**** Extracted information ****

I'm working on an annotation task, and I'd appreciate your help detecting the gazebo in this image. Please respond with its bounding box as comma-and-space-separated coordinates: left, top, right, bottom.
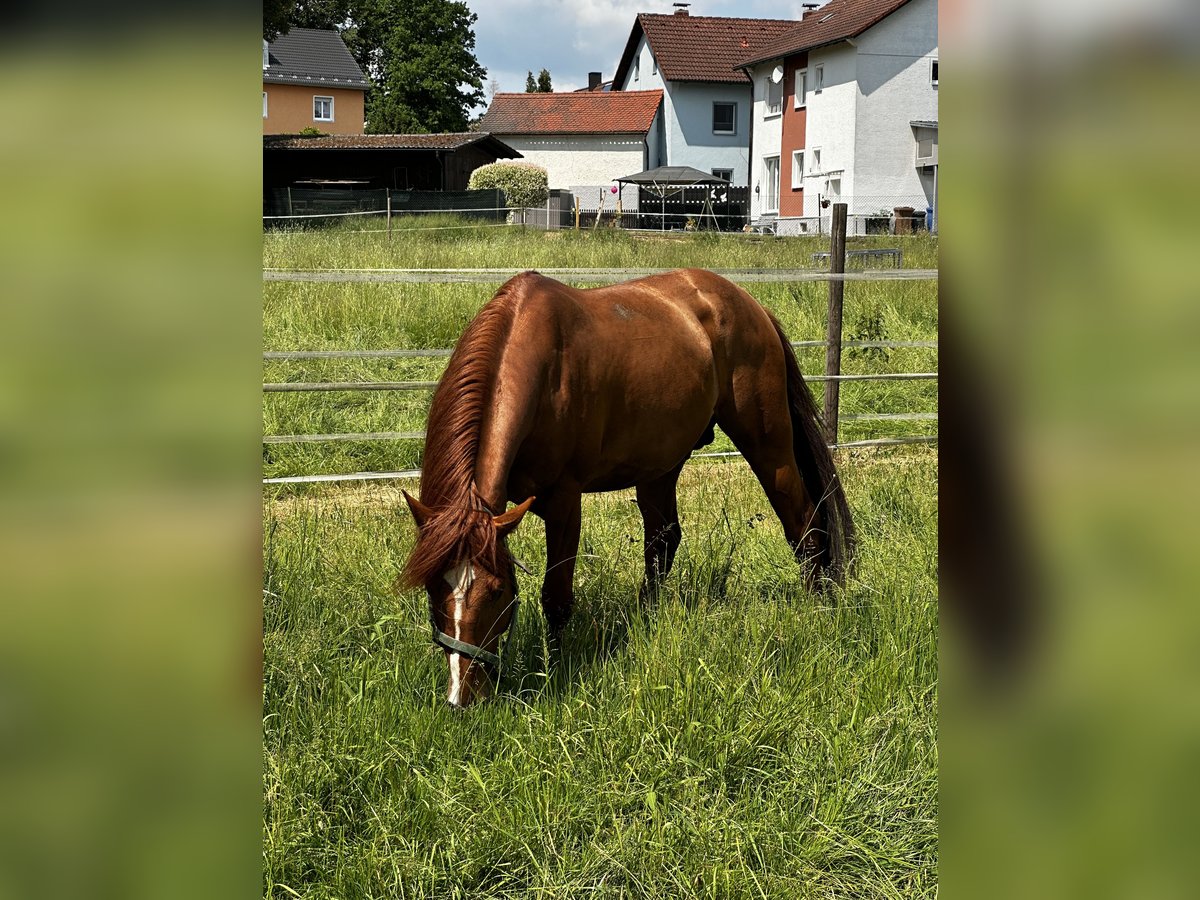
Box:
615, 165, 731, 231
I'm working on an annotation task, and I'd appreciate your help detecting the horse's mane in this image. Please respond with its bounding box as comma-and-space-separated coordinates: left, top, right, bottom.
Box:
401, 274, 531, 589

****

__Work to complete__
For this exercise, gather every line of the data that contains the word "left".

__Written reply__
I'm working on an annotation task, and I'd appreciate your help detecting the gazebo in this image. Please respond with its bounding box as comma-and-space-separated coordinates: left, top, right, bottom.
I'm working on an annotation task, and I'd appreciate your help detecting the horse's mane in this image. Please respond with its bounding box as comma-and-space-separated coordinates: left, top, right, bottom.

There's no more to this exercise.